EXERCISE INSTRUCTIONS: Rewrite the listing below as a JSON list of strings, with one string for each line and blank lines left out. Omit the pictures from your answer.

RECORDS TO USE:
## begin

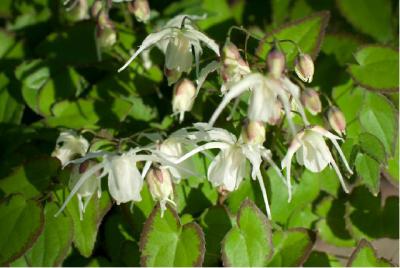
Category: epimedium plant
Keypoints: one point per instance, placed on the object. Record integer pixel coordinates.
(137, 133)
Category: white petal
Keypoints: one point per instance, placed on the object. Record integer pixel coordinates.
(150, 41)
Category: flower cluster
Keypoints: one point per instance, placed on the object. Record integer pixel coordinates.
(273, 96)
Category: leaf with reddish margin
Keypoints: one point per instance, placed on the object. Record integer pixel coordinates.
(365, 255)
(249, 243)
(165, 242)
(308, 33)
(21, 223)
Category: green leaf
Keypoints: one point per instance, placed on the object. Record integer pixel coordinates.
(342, 46)
(85, 230)
(378, 117)
(369, 170)
(52, 246)
(10, 110)
(292, 247)
(322, 259)
(372, 146)
(248, 243)
(32, 178)
(21, 222)
(365, 256)
(165, 242)
(377, 68)
(307, 33)
(372, 17)
(215, 222)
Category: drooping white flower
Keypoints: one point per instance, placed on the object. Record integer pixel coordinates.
(228, 168)
(313, 153)
(69, 145)
(179, 41)
(160, 186)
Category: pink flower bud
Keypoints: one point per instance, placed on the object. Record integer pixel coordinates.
(276, 62)
(310, 100)
(304, 67)
(183, 97)
(141, 10)
(337, 120)
(253, 132)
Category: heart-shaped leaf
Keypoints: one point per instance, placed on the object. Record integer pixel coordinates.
(165, 242)
(249, 243)
(365, 256)
(292, 247)
(307, 33)
(52, 246)
(21, 222)
(377, 68)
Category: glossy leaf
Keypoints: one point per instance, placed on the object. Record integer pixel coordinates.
(165, 242)
(248, 243)
(21, 222)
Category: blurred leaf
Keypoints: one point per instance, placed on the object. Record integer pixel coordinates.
(21, 222)
(165, 242)
(342, 46)
(372, 17)
(369, 171)
(378, 117)
(10, 110)
(377, 68)
(365, 256)
(31, 179)
(216, 223)
(307, 33)
(248, 243)
(52, 246)
(322, 259)
(292, 247)
(85, 230)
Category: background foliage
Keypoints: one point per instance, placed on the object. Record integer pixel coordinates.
(51, 79)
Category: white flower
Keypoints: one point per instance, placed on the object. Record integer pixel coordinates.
(69, 145)
(268, 95)
(313, 153)
(228, 168)
(160, 186)
(176, 40)
(88, 188)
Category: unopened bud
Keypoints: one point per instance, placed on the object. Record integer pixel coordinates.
(184, 94)
(141, 10)
(160, 184)
(310, 100)
(337, 120)
(276, 62)
(253, 132)
(304, 67)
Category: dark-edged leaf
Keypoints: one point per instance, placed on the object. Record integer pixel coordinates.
(292, 247)
(377, 68)
(52, 246)
(21, 222)
(165, 242)
(307, 33)
(249, 243)
(365, 256)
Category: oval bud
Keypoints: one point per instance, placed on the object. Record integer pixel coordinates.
(253, 132)
(310, 99)
(183, 97)
(337, 120)
(141, 10)
(276, 62)
(304, 67)
(160, 184)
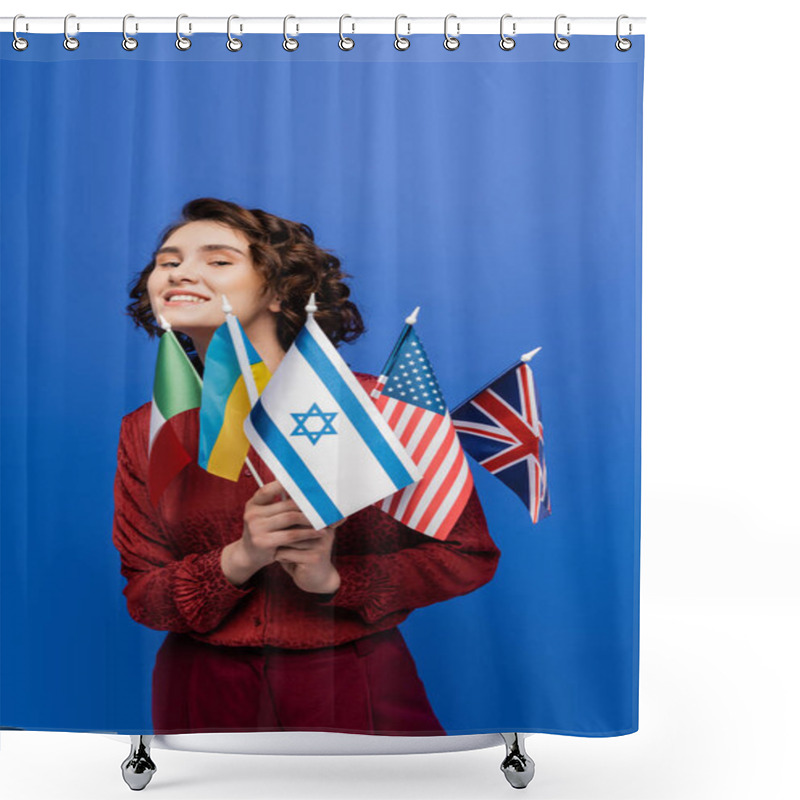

## end

FINAL RESULT:
[
  "Category: epimedium plant",
  "Keypoints: one point per instance, placed on the object. Record integer pixel coordinates.",
  "(137, 133)",
  "Category: white petal",
  "Keypoints: one point per instance, placed on the object. Record integer pixel coordinates.",
  "(150, 41)",
  "Category: flower cluster",
  "Keypoints: one point per instance, placed on the object. Record integer pixel coordinates.",
  "(273, 96)",
  "Category: leaf with reddish margin",
  "Keypoints: one point per instance, placed on the object. Record integer pixel coordinates.",
  "(365, 255)",
  "(249, 243)",
  "(165, 242)",
  "(308, 33)",
  "(21, 223)",
  "Category: green leaf",
  "Keypoints: one point per instance, placed on the object. Record integer pixel coordinates.",
  "(342, 46)",
  "(85, 230)",
  "(378, 117)",
  "(369, 170)",
  "(52, 246)",
  "(10, 110)",
  "(292, 247)",
  "(322, 259)",
  "(372, 146)",
  "(248, 243)",
  "(32, 178)",
  "(21, 222)",
  "(365, 256)",
  "(165, 242)",
  "(377, 68)",
  "(307, 33)",
  "(372, 17)",
  "(215, 222)",
  "Category: drooping white flower",
  "Keypoints: one point per instance, placed on the object. Record integer pixel coordinates.",
  "(228, 168)",
  "(313, 153)",
  "(69, 145)",
  "(179, 41)",
  "(160, 186)",
  "Category: pink flower bud",
  "Keypoints: one point per instance, placed on the object. Record integer pixel coordinates.",
  "(276, 62)",
  "(310, 100)",
  "(304, 67)",
  "(183, 97)",
  "(141, 10)",
  "(337, 120)",
  "(253, 132)",
  "Category: heart-shaped leaf",
  "Keypoints: one point per instance, placed on the object. Record integer pixel coordinates.",
  "(165, 242)",
  "(249, 243)",
  "(365, 256)",
  "(292, 247)",
  "(307, 33)",
  "(52, 246)",
  "(21, 222)",
  "(377, 68)",
  "Category: glossy leaf",
  "Keypoints: one point per instance, placed on the object. Record integer pixel coordinates.",
  "(165, 242)",
  "(248, 243)",
  "(21, 222)",
  "Category: blurred leaf",
  "Keypoints: one point per instance, placed on the object. Record integer pixel coordinates.",
  "(21, 222)",
  "(165, 242)",
  "(342, 46)",
  "(372, 17)",
  "(369, 171)",
  "(378, 117)",
  "(10, 110)",
  "(377, 68)",
  "(365, 256)",
  "(31, 179)",
  "(216, 223)",
  "(307, 33)",
  "(248, 243)",
  "(52, 246)",
  "(322, 259)",
  "(292, 247)",
  "(85, 230)",
  "Category: background foliage",
  "Keypoints: one point per instance, placed on the object. Record integer pixel coordinates.",
  "(51, 79)",
  "Category: white flower",
  "Keypoints: one point per instance, placed on the object. Record integer pixel coordinates.",
  "(69, 145)",
  "(268, 95)",
  "(313, 153)",
  "(228, 168)",
  "(160, 186)",
  "(176, 40)",
  "(88, 188)",
  "Category: unopened bud",
  "Keypoints: one point per instance, placed on the object. Record integer pixel coordinates.",
  "(184, 94)",
  "(141, 10)",
  "(160, 184)",
  "(310, 100)",
  "(337, 120)",
  "(276, 62)",
  "(253, 132)",
  "(304, 67)",
  "Category: dark-edged leaf",
  "Keypoints: one point per instance, placed on the object. Record integer pixel coordinates.",
  "(292, 247)",
  "(377, 68)",
  "(52, 246)",
  "(21, 222)",
  "(165, 242)",
  "(307, 33)",
  "(249, 243)",
  "(365, 256)",
  "Category: oval bud",
  "Keypoints: one point per instance, placed on the object. Record integer pixel coordinates.",
  "(253, 132)",
  "(310, 99)",
  "(183, 97)",
  "(337, 120)",
  "(141, 10)",
  "(276, 62)",
  "(304, 67)",
  "(160, 184)"
]